───── ENTRIES PROVIDED ─────

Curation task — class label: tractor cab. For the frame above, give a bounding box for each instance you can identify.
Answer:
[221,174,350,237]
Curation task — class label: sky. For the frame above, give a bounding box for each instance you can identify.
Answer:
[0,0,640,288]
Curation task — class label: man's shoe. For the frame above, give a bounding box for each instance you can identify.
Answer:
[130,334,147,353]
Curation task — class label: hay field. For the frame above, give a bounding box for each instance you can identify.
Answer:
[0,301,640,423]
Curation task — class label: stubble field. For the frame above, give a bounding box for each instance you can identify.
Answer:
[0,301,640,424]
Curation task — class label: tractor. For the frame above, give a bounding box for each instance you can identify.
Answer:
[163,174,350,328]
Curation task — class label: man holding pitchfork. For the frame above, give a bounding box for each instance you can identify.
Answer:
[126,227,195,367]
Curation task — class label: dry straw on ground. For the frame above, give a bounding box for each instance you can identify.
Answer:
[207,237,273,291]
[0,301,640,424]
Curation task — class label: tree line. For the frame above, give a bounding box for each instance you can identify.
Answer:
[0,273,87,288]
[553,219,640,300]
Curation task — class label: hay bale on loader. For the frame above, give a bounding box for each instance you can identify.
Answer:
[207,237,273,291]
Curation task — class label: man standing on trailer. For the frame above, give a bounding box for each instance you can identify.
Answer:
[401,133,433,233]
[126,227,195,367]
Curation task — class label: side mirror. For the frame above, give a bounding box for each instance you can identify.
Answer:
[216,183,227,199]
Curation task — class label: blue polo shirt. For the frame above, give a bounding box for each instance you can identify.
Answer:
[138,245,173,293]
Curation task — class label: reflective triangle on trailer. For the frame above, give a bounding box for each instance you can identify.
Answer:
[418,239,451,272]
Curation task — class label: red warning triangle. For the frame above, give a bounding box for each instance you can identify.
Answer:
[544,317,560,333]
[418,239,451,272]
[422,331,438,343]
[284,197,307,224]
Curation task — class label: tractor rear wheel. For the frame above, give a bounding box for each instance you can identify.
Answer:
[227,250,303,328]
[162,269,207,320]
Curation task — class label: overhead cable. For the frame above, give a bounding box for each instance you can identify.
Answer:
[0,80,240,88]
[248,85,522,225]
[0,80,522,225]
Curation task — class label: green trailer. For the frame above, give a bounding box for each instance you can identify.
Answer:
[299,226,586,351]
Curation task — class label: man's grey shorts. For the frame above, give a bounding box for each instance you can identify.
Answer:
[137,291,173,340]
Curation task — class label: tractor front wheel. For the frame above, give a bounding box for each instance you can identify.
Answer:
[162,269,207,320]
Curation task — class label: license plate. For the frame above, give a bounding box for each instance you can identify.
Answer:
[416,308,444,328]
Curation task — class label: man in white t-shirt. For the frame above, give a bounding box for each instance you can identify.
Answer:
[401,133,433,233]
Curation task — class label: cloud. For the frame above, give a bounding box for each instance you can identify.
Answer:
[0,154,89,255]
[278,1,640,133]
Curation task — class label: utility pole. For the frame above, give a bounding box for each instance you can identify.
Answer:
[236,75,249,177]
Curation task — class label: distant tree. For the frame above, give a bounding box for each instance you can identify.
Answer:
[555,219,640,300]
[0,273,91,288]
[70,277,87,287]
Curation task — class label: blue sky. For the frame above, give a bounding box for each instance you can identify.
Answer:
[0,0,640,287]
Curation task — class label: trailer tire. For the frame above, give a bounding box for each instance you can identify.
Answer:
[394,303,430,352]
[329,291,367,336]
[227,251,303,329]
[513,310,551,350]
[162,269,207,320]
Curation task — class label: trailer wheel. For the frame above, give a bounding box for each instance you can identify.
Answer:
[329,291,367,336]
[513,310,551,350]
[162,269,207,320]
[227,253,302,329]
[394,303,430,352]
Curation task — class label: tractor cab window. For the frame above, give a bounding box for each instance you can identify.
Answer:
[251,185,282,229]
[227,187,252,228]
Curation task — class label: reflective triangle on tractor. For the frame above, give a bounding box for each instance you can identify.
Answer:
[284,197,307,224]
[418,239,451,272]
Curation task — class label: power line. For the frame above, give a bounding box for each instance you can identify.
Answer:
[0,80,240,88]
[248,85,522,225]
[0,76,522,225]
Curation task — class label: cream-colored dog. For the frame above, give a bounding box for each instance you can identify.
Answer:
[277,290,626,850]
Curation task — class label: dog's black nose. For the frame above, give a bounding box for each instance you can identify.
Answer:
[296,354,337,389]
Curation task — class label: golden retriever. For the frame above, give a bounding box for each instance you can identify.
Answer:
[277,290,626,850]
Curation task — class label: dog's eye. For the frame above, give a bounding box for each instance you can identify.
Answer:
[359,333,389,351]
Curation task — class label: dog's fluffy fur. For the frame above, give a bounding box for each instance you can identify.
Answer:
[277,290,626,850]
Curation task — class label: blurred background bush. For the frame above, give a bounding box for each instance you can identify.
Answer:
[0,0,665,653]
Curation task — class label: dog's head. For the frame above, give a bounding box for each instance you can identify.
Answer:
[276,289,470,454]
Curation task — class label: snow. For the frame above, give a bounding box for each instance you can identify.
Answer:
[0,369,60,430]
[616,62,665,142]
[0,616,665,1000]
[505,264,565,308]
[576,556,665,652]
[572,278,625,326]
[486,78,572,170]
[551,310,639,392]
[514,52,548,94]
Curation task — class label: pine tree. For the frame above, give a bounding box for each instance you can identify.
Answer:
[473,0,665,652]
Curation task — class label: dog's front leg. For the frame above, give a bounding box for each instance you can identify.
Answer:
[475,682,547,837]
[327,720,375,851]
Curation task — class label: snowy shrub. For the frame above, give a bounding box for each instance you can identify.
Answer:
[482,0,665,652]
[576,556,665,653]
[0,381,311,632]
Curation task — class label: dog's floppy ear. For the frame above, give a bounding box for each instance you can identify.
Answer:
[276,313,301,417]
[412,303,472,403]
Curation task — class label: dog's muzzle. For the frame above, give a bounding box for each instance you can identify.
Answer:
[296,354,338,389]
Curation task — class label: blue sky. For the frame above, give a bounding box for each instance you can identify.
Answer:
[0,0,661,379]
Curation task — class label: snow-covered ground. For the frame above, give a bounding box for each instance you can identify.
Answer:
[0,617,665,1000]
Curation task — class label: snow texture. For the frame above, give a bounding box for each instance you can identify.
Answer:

─────

* _JOB_: Reproduce verbatim the lines from the start of the rows through the line containing "[221,174,350,237]", inclusive.

* _SOLUTION TO THE EXERCISE_:
Curation task — class label: tractor cab. For the frame above, give a bounding box for each instance you can identify.
Answer:
[221,174,350,237]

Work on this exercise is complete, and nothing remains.